OBJECTIVE 1 -
Answer these questions about the proof on Debate Trees.
(a) What does $T^{(k)}$ denote?
(b) How is "depth" defined?
(c) By what method does the proof show that $D_{h}^{(k)} = X_{h}^{(k)}$ for all $k$?
OBJECTIVE 2 -
Pick up the proof on Debate Trees after its last sentence and carry it forward.

DOCUMENT EXTRACT -

"""

Proof. First, note that, while the Ideal Debate-FCH is formulated as a hypothesis, the definition also defines a set, namely

$X_{h} = {s \in S_{h} ∣ ∣ min T \in T ((S_{h}, d_{h}), s) d (T) \leq 1}$

and the Ideal-Debate FCH simply says that $\forall q \in Q : a_{q} \in X_{h}$ . It thus suffices to show that $X_{h} = D_{h}$ . We will prove an even stronger statement. Note that we can restrict the set $X_{h}$ by limiting the maximum depth of the Debate Trees that can handle the respective statements. Formally, we can define

$X_{h}^{(k)} := {s \in S_{h} ∣ ∣ min T \in T^{(k)} ((S_{h}, d_{h}), s) d (T) \leq 1}$

for any $k \in N$ , where $T^{(k)}$ denotes the set of Debate Trees with depth at most $k$ . ('Depth' is defined as the number of edges in the longest path through the tree.) By construction, we now have $X_{h} = ⋃_{j = 0}^{\infty} X_{h}^{(j)}$ , just as $D_{h} = ⋃_{j = 0}^{\infty} D_{h}^{(j)}$ . What we will show is that

$D_{h}^{(k)} = X_{h}^{(k)} \forall k \in N .$

We proceed by induction. First, if $s \in D_{h}^{(0)}$ , then $d_{h} (s) \leq 1$ , which means that the trivial tree $({(s)}, \emptyset)$ is a Debate Tree of depth 0 that can handle $s$ , so that $s \in X_{h}^{(0)}$ . Conversely, if $s \in X_{h}^{(0)}$ , then the Debate tree $T$ handling $s$ must have no edges (otherwise, its depth would be at least 1). Thus, $p := (((s)), s)$ is a path in this tree, and we have $1 \geq d (p) = d (s)$ , hence $s \in D_{h}^{(0)}$ .

"""

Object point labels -
"""

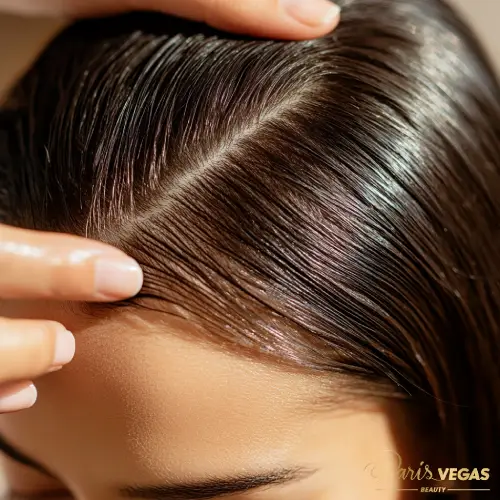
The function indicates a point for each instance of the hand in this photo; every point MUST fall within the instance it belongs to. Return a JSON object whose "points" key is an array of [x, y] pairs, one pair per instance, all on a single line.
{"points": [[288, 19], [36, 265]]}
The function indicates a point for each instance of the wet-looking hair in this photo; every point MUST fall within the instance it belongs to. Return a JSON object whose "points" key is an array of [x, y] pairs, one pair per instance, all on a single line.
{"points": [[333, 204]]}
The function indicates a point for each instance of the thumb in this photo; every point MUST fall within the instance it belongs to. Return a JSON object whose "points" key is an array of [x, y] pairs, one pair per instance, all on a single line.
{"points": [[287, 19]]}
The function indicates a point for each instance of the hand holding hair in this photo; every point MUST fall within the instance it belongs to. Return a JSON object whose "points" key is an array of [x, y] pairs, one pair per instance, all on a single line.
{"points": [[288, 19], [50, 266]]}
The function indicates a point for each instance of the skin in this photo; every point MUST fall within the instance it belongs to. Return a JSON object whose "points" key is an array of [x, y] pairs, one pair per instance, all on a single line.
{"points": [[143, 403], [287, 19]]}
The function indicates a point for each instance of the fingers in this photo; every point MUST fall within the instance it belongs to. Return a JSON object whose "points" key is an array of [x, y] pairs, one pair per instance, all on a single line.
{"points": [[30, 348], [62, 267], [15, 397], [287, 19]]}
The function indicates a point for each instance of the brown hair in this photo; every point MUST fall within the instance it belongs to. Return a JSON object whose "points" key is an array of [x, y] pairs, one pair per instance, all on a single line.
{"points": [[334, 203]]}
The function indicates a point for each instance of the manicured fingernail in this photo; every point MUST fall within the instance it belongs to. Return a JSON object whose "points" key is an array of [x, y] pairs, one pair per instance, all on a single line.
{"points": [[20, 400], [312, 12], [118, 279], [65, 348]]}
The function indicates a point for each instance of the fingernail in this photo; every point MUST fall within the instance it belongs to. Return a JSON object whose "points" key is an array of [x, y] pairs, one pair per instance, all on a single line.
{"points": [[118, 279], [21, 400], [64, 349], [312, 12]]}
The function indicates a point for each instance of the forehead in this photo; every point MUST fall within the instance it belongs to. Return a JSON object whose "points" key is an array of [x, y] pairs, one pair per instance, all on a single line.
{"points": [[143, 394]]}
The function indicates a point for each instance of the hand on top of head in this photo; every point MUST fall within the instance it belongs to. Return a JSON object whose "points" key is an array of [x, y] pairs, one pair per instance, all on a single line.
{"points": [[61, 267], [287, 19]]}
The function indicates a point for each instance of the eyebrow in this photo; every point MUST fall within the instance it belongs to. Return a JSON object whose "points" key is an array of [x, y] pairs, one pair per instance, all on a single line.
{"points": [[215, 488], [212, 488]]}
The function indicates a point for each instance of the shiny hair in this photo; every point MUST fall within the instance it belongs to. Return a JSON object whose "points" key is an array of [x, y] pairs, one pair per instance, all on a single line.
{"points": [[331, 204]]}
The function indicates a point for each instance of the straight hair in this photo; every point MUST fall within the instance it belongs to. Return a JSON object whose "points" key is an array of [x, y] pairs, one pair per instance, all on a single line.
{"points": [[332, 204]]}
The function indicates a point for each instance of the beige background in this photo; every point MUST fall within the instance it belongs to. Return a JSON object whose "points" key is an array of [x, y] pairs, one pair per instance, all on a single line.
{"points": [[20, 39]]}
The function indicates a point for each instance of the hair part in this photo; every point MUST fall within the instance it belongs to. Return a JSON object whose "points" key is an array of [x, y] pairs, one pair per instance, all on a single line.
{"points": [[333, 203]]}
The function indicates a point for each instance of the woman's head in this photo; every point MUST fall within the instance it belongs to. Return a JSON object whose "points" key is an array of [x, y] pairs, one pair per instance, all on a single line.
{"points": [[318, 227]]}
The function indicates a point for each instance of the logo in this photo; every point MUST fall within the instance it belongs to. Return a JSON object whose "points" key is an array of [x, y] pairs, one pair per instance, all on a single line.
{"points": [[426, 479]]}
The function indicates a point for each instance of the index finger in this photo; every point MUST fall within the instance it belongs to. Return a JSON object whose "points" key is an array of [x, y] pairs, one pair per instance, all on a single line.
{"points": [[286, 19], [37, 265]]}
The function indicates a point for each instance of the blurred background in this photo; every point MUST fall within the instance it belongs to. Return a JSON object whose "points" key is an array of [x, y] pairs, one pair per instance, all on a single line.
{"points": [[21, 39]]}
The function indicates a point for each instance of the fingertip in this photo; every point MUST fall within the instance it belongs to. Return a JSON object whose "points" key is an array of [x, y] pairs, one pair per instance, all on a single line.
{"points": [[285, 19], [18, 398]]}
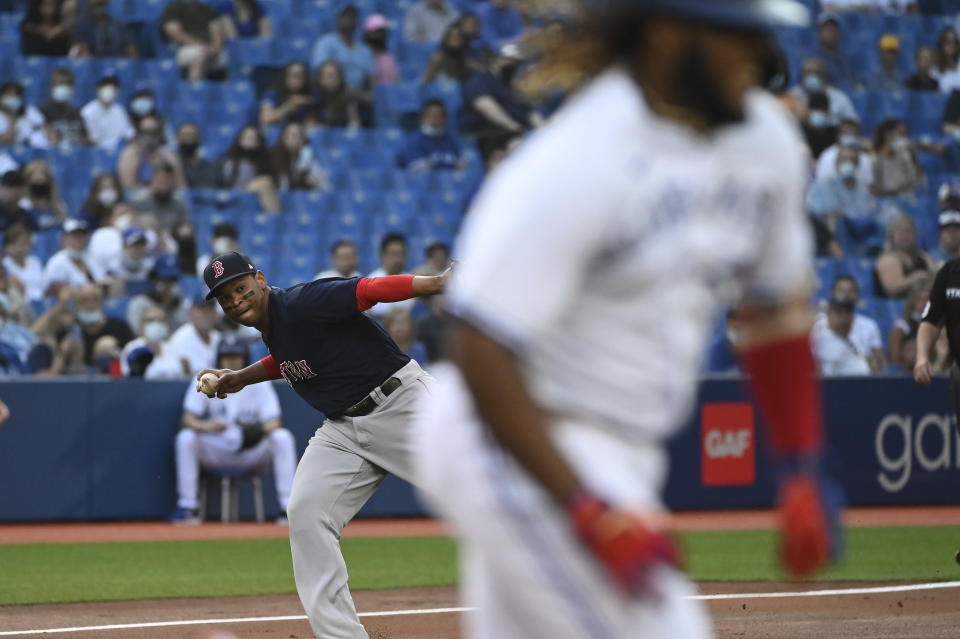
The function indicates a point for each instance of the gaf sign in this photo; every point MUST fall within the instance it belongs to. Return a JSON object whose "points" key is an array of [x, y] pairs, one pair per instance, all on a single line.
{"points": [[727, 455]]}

"""

REPLY 1 -
(a) The set of Debate Trees with depth at most $k$.
(b) As the number of edges in the longest path through the tree.
(c) By induction.

REPLY 2 -
Now, suppose the statement is true for some $k \in N$ . We show that $D_{h}^{(k + 1)} = X_{h}^{(k + 1)}$ .

" $\subset$ ": Let $s \in D_{h}^{(k + 1)}$ . Then, there exists $S = (s_{1}, . . ., s_{n + 1}) \in (D_{h}^{(k)})^{*}$ such that $S e \to s$ . Apply the Inductive Hypothesis to find Debate Trees $T_{1}, . . ., T_{n + 1}$ of depth at most $k$ such that tree $T_{j}$ handles statement $s_{j}$ . We combine these trees into a larger tree with root $(s)$ and an additional edge $((s), S)$ .^[7] Since all $T_{j}$ have depth at most $k$ , this tree has depth at most $k + 1$ . Furthermore, given any path $p$ through $T$ , by construction, the path must end in a node that exists in one of the $T_{j}$ , which implies that $d (p) \leq 1$ . It follows that $T$ handles $s$ and hence $s \in X_{h}^{(k + 1)}$ .

" $\supset$ ": Let $s \in X_{h}^{(k + 1)}$ . Then, there exists a Debate Tree of depth at most $k + 1$ that handles $s$ . Let $((s), S)$ be the unique^[8] edge descending from the root. For each $s_{j} \in S$ , let $T_{j}$ be the subtree growing out of $s_{j}$ .^[9] By construction, $T_{j}$ has depth at most $k$ and handles $s_{j}$ , so (applying the Inductive hypothesis), we have $s_{j} \in D_{h}^{(k)}$ . Then, $S \in (D_{h}^{(k)})^{*}$ and $S e \to s$ , and hence $s \in D_{h}^{(k + 1)}$ .

3. Interpretation

At this point, we have a bunch more definitions and a theorem. Now, what does this mean?

Let's start with Debate Trees. A Debate Tree is actually a very natural object; it's what you get if you explain a subject in a hierarchical rather than a linear way. ( $X$ is true because of $Y_{1}, . . ., Y_{4}$ ; then $Y_{1}$ is true because [...].) It is very similar to Elizabeth's project of breaking questions down. Notably, that project never mentions Factored Cognition; it's just presented as an epistemic tool.

In a better world, would textbooks use something like Debate Trees to explain proofs? I'm almost certain the answer is yes. There is no way that a purely sequential presentation of information is optimal. Our understanding doesn't work that way (compare post #-2).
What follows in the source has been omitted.